Source document:
Producer price surge fuels inflation fears

Inflation worries got another boost Thursday after a report showed the biggest year-over-year jump in U.S. producer prices in more than a decade.

The Producer Price Index surged 6.2 percent in the 12 months through April.

Massive fiscal stimulus and improving public health have combined to spark a boom in demand that's outstripping supply - resulting in a pick-up in inflation.

Prices were higher across the board with the biggest jump tied to the services side of the economy.

There were also signs of building price pressures in the manufacturing pipeline with steel mill products, plastics, lumber and animal feeds all posting notable price gains.

The report comes amid a growing number of warnings from CEOs who say they are seeing a broad-based rise in input costs.

And on top of figures released Wednesday that showed consumer prices surged in April by the most in nearly 12 years.

Meanwhile, the price of labor, the largest cost for most U.S. companies, is going up as employers compete to attract new workers needed for a re-opening economy.

McDonald's announced Thursday that is is raising wages at company-owned restaurants by an average of 10 percent. The starting pay rate for entry level crew is going up to a range of $11 to $17 an hour.

At the same time, Amazon wants to hire 75,000 workers at its fulfillment and logistics operations. It's offering an average starting pay of more than $17 an hour, a sign-on bonus of up to $1,000, and will give new hires with vaccination proof an extra $100.

Demand for hourly workers is on the rise as the economy re-opens but employers say they are struggling to fill open positions, with some claiming extra jobless benefits are too lucrative, forcing them to offer higher wages.

All the rising inflation puts focus now on the Federal Reserve - with some on Wall Street fearing the Fed may have to step in and raise interest rates sooner rather than later in order to prevent inflation from running out of control.

Task details: According to the article on producer prices, how much did the Producer Price Index rise in the 12 months through April? The items after this article are separate material with no connection to it.

Dataset content:
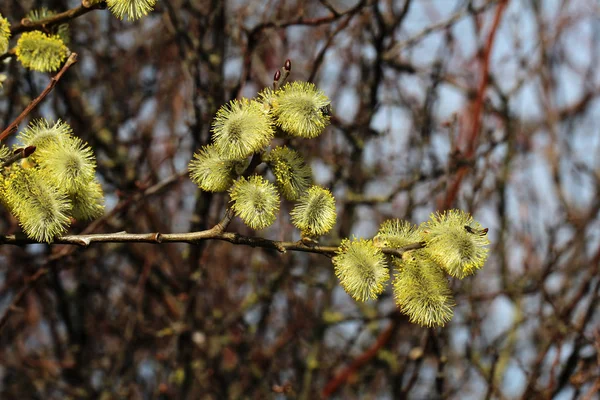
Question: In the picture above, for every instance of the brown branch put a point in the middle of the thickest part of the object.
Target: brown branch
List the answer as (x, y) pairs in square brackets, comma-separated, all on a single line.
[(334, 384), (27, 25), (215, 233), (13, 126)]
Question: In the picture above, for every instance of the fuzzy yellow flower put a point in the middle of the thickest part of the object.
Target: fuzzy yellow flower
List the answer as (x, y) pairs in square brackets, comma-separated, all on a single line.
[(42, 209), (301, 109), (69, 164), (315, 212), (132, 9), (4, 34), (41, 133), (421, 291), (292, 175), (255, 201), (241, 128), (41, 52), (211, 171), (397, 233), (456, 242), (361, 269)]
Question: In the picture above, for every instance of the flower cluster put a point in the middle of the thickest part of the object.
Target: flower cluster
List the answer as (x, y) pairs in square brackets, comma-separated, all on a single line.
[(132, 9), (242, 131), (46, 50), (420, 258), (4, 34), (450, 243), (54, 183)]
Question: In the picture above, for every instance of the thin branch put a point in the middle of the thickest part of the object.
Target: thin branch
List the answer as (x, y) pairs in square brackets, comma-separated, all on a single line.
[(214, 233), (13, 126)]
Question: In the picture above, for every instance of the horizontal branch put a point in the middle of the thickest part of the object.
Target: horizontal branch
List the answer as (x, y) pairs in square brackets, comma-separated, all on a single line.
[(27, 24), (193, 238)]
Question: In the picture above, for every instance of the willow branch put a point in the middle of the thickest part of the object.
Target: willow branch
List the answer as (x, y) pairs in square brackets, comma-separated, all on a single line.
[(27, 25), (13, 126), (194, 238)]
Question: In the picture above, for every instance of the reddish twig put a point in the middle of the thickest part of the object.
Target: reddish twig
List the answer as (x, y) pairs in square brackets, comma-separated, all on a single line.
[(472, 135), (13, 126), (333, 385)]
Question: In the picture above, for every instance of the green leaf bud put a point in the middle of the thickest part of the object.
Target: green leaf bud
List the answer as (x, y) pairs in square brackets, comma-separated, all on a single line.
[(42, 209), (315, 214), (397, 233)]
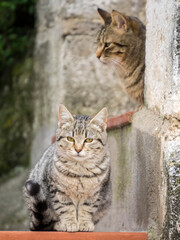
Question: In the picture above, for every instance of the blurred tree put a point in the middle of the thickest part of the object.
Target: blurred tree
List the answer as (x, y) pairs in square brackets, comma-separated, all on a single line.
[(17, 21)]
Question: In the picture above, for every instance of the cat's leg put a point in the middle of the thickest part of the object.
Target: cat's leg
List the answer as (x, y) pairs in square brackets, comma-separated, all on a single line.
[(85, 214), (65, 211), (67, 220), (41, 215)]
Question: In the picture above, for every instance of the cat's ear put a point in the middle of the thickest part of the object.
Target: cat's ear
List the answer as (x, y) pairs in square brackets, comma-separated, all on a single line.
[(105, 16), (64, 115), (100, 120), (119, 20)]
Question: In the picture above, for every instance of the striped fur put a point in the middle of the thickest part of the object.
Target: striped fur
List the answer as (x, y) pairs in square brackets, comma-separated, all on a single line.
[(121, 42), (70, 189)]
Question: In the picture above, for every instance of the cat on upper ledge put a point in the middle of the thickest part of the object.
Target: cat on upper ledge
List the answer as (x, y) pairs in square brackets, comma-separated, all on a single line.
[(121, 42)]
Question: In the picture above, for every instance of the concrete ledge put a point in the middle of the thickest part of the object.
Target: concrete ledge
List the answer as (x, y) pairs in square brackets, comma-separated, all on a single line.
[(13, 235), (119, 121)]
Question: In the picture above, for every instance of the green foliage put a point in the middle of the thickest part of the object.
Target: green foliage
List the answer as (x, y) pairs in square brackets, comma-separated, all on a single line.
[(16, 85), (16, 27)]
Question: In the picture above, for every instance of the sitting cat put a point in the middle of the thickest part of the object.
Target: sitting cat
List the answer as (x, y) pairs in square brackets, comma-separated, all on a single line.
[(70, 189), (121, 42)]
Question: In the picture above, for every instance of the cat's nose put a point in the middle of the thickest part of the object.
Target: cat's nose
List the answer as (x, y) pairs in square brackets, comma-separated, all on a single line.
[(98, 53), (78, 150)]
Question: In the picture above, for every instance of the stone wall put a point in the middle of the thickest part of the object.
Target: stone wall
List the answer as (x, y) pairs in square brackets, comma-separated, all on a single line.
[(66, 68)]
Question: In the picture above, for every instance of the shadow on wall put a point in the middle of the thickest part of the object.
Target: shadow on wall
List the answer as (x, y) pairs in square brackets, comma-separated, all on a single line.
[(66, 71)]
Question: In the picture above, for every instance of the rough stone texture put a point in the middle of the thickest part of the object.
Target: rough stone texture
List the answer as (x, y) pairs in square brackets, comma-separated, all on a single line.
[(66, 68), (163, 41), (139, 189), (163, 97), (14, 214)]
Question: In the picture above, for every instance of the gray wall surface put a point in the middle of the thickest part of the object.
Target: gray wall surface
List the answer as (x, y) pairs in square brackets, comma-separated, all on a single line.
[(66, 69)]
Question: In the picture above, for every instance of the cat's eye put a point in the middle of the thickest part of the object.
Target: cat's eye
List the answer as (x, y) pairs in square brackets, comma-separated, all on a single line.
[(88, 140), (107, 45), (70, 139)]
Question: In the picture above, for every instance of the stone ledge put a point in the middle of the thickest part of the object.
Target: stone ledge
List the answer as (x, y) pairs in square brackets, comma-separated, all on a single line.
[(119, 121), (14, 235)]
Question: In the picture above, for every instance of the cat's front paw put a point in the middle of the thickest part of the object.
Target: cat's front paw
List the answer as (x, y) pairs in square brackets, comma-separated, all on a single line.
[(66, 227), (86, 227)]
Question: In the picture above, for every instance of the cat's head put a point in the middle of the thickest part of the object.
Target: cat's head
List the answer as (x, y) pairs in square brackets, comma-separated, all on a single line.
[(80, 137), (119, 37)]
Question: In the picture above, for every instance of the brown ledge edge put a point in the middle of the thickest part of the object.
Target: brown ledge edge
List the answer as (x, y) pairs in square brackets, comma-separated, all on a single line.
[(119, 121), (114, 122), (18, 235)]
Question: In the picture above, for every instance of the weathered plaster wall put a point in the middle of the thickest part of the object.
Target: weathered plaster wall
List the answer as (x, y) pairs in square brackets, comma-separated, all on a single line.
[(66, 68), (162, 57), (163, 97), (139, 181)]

Result: 6.2 percent